**WORK TASK:**
Among the entries below, extract exactly the lines that run from the one with "Draw the outline of every instance of the man's face" through the one with "Draw the outline of every instance of the shirt", both ends included.

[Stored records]

-=-=-

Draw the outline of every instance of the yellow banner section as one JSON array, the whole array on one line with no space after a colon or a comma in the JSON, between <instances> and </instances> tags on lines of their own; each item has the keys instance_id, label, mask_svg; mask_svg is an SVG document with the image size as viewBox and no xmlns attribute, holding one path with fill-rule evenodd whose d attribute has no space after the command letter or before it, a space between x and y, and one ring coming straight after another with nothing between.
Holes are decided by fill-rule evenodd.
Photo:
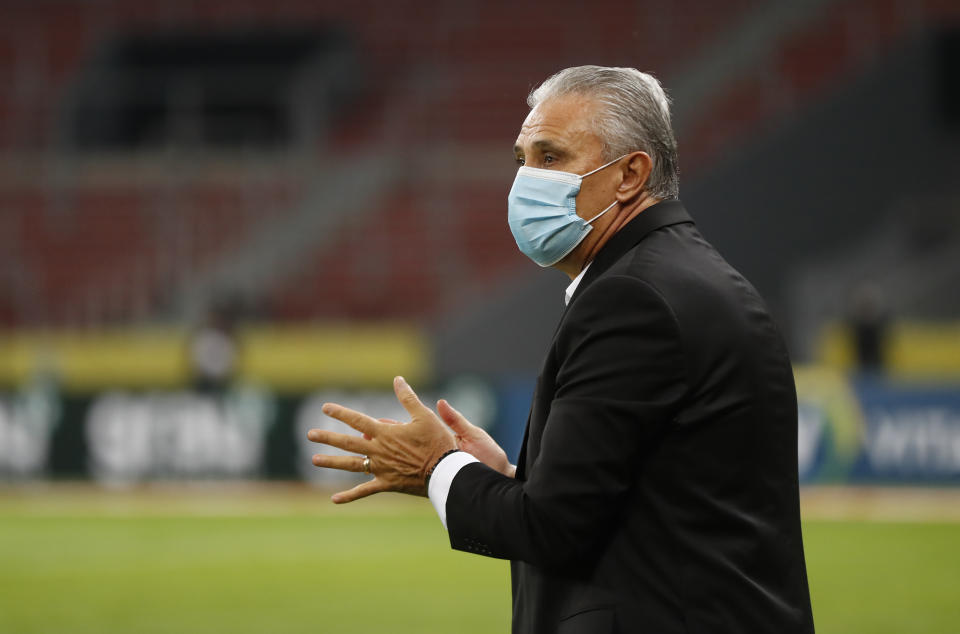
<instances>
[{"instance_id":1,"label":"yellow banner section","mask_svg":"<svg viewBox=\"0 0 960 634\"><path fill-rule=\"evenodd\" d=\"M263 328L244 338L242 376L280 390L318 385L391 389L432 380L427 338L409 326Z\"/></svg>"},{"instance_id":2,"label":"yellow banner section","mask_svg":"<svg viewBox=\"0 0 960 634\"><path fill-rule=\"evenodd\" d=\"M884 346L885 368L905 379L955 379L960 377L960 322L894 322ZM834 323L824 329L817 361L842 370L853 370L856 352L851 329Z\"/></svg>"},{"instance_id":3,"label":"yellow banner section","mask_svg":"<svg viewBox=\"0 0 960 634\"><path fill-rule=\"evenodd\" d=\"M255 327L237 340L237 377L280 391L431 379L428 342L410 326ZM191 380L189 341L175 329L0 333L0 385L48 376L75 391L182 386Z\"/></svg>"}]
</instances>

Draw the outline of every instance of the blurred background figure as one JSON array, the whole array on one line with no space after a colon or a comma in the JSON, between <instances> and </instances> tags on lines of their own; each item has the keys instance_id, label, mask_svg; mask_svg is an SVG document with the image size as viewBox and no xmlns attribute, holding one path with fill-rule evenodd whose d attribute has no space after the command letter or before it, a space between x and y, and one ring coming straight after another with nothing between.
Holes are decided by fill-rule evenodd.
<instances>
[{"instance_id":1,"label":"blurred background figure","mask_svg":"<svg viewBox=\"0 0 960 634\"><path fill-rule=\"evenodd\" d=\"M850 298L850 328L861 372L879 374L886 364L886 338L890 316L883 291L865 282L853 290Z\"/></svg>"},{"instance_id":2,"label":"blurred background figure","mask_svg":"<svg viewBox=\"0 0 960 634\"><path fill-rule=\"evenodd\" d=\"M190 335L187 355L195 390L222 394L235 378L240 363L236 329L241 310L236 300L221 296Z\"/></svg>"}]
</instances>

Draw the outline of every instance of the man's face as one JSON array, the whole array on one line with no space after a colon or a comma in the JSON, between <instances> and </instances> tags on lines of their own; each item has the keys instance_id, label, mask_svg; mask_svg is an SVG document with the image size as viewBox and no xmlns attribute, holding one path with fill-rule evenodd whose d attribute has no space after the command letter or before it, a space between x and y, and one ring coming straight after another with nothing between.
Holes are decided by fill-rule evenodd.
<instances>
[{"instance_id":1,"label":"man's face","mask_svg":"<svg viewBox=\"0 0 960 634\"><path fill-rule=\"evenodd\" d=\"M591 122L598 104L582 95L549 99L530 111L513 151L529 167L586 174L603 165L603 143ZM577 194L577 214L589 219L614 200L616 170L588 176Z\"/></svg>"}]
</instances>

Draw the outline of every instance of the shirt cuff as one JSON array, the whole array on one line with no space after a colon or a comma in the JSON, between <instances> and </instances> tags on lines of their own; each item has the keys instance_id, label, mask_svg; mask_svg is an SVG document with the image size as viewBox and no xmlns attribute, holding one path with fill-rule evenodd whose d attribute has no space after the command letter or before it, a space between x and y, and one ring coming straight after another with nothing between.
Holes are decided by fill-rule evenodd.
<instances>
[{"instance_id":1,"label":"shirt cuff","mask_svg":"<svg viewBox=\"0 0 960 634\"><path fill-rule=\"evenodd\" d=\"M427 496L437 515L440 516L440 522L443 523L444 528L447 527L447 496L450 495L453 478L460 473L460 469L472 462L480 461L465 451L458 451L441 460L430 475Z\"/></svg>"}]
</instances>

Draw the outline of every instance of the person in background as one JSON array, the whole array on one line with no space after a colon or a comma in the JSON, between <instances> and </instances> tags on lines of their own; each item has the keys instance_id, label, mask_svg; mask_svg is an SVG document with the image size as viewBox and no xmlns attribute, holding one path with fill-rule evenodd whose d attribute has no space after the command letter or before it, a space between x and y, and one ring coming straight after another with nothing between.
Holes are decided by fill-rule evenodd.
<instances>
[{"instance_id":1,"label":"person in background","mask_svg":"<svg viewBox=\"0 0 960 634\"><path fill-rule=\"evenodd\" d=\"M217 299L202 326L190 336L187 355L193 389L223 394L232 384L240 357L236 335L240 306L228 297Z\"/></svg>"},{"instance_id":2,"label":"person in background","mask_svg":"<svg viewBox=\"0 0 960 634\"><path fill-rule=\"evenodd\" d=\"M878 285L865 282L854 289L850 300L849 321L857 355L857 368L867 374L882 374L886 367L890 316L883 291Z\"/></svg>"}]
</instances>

-=-=-

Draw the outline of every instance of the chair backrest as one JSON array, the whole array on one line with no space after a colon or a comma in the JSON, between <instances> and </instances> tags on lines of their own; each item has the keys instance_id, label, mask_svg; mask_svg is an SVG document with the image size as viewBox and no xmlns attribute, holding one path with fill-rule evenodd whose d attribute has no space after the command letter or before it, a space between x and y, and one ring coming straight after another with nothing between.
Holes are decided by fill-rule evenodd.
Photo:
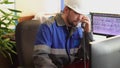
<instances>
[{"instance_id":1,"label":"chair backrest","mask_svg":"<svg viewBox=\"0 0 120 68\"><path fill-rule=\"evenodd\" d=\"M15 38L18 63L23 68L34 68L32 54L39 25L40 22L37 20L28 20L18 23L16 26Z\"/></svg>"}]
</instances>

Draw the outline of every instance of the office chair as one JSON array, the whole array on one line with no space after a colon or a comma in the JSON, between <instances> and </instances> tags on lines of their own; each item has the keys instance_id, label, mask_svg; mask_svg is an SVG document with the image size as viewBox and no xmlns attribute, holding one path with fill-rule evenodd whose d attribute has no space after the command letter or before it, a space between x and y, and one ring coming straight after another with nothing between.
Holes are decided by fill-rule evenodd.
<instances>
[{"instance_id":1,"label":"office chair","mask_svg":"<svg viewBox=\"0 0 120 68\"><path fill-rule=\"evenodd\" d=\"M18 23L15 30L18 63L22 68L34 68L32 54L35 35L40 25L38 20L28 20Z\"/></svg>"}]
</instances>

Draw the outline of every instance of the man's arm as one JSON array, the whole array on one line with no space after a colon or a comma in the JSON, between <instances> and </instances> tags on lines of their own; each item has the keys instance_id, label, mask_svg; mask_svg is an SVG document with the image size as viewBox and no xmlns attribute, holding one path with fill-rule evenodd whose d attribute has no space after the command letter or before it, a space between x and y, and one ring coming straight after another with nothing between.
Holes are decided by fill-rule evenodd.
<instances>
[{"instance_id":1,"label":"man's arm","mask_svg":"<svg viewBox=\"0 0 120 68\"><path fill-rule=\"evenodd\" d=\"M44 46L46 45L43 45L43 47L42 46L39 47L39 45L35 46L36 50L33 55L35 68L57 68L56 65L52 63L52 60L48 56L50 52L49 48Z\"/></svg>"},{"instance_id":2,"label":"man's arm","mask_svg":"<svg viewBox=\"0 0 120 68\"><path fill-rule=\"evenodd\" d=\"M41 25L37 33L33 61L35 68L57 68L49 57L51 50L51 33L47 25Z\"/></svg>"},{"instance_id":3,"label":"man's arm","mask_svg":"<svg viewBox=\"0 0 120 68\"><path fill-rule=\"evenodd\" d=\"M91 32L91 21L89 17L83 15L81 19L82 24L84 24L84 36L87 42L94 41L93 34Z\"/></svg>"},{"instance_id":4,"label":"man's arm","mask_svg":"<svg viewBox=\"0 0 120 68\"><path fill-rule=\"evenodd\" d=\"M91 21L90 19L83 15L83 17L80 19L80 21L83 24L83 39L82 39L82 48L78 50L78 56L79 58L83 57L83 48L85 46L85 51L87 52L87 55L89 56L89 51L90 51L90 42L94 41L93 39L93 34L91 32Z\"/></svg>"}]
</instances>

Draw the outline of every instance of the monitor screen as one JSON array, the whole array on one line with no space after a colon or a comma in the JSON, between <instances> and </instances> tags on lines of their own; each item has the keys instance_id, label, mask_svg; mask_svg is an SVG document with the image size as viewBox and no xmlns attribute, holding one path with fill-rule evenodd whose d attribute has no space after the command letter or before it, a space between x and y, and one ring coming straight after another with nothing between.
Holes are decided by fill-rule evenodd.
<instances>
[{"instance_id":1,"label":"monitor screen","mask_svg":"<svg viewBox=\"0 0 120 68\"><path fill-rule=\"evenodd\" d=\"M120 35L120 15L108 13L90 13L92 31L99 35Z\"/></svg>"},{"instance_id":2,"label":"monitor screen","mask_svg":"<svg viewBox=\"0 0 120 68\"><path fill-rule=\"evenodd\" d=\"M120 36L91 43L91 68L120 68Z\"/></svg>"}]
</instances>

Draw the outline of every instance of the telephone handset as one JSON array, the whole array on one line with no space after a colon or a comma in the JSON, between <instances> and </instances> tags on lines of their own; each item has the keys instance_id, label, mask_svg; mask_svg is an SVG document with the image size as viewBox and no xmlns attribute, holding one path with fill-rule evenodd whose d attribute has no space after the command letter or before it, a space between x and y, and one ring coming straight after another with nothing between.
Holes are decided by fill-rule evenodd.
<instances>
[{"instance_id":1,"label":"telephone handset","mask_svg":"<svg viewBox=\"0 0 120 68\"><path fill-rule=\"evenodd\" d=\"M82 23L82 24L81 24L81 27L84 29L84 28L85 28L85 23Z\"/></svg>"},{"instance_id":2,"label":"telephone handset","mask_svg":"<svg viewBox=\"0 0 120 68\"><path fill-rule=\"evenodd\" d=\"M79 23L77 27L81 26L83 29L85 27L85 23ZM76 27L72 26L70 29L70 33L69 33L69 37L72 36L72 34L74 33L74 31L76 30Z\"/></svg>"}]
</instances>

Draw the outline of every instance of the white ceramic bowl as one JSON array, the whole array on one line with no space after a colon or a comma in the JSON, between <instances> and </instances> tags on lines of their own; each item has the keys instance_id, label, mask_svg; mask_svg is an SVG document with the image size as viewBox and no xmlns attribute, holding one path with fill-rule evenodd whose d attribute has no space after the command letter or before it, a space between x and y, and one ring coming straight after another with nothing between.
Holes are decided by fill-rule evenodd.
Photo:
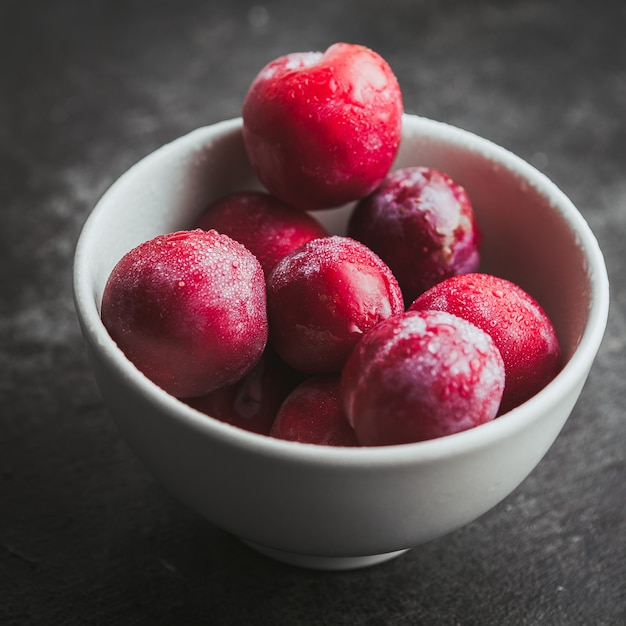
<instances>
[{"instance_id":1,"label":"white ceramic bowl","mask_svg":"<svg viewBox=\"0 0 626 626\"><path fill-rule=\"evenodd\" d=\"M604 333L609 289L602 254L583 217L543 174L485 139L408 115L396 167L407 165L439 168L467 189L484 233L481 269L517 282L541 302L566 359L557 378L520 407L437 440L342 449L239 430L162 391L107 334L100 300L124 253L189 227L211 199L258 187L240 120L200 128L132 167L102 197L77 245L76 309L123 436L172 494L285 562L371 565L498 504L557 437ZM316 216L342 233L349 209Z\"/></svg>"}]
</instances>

-=-=-

**REPLY TO THE EXERCISE:**
Draw the outline of every instance of the man's face as one JSON array, the whole array on one line with no space after a colon or a comma in the JSON, between <instances> and </instances> tags on lines of their own; each item has the keys instance_id, label, mask_svg; mask_svg is an SVG document with the image size as viewBox and no xmlns attribute, holding one path with fill-rule evenodd whose d attribute has no space after the command letter or before it, a space between x and y, and one ring coming straight after another with nothing between.
Holes are decided by fill-rule evenodd.
<instances>
[{"instance_id":1,"label":"man's face","mask_svg":"<svg viewBox=\"0 0 960 634\"><path fill-rule=\"evenodd\" d=\"M591 122L598 104L582 95L549 99L530 111L513 151L529 167L586 174L603 165L603 143ZM577 194L577 214L589 219L614 200L616 170L588 176Z\"/></svg>"}]
</instances>

Draw the outline of every instance of the shirt cuff as one JSON array, the whole array on one line with no space after a colon or a comma in the JSON, between <instances> and </instances> tags on lines of their own; each item has the keys instance_id, label, mask_svg; mask_svg is an SVG document with the image size as viewBox and no xmlns attribute, holding one path with fill-rule evenodd whose d attribute has no space after the command letter or before it, a space between x and y, and one ring coming straight after another with nothing between.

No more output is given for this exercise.